> _Given data_
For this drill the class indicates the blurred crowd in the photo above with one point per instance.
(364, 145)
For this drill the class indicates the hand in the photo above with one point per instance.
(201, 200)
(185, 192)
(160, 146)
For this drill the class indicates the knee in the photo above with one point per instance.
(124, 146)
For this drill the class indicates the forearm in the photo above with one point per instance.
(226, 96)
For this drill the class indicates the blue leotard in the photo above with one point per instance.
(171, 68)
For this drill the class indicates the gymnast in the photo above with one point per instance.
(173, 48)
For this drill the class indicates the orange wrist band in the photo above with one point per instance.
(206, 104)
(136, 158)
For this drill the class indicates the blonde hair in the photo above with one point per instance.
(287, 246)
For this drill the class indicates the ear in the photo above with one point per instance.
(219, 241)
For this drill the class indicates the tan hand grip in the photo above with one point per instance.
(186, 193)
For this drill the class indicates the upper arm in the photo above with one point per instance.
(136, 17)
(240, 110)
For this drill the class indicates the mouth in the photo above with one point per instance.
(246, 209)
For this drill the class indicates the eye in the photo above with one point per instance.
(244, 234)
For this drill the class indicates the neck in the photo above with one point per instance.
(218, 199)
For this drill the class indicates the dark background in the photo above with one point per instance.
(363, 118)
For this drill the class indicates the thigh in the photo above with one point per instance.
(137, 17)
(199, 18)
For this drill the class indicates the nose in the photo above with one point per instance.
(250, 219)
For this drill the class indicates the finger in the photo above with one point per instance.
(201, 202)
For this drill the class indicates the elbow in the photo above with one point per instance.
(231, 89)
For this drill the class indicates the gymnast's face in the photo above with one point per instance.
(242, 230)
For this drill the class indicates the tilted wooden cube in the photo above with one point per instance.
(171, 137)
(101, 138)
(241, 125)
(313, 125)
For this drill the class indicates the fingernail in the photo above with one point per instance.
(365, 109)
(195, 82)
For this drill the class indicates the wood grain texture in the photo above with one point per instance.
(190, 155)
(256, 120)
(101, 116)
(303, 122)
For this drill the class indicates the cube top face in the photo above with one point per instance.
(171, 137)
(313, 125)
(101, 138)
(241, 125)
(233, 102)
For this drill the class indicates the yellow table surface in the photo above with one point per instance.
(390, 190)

...

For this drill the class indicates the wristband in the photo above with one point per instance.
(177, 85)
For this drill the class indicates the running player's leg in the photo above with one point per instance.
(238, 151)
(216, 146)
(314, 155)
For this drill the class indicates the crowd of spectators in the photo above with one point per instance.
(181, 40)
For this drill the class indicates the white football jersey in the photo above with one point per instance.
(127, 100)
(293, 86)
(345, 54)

--

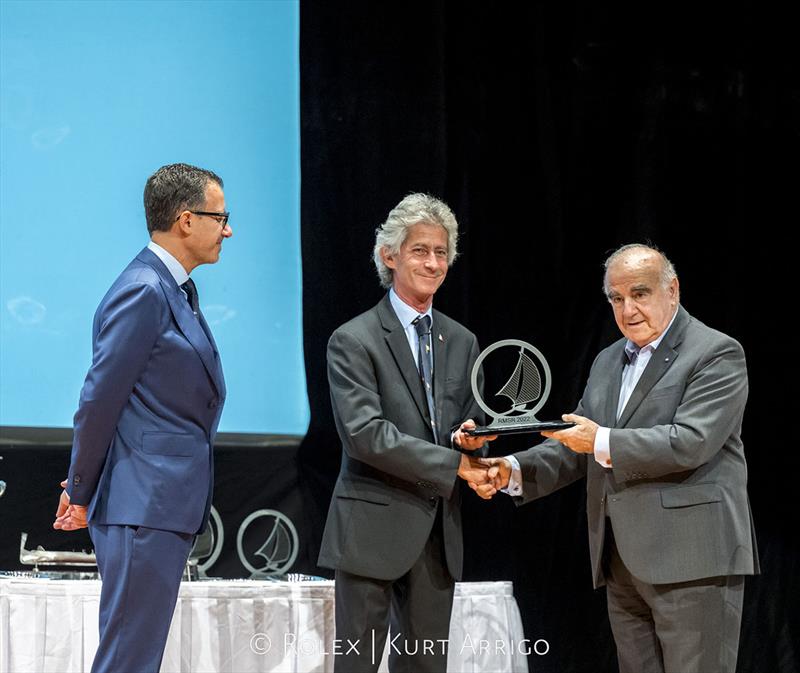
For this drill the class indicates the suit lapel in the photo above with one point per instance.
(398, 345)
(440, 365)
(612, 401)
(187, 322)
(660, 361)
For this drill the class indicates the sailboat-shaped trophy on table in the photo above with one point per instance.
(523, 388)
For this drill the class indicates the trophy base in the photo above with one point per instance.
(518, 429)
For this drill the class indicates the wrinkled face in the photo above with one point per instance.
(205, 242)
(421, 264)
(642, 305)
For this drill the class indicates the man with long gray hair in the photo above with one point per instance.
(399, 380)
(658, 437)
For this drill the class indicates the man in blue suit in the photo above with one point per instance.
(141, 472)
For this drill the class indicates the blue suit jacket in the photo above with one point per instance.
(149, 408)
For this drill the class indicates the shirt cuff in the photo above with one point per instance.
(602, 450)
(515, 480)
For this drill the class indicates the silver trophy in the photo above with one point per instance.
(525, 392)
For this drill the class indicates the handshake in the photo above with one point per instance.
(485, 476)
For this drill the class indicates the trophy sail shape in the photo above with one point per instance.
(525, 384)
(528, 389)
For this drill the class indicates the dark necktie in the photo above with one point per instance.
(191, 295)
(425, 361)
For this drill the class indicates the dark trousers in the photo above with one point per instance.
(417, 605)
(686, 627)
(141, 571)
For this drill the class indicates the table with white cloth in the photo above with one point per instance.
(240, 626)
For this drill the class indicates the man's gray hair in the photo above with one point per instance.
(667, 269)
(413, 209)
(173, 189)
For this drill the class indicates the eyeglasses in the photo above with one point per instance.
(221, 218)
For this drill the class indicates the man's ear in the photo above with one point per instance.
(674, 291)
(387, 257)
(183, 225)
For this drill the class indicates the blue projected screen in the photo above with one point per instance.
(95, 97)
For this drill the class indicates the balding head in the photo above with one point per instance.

> _Directions for this task_
List every line in the entries that contains the word "gray", matching case exactly.

> _Written solution_
For this drill the class indicates the man with long gray hair in the photo above with one point per instance.
For this drill the class indicates the man's gray hair in the photo above with one point per instance.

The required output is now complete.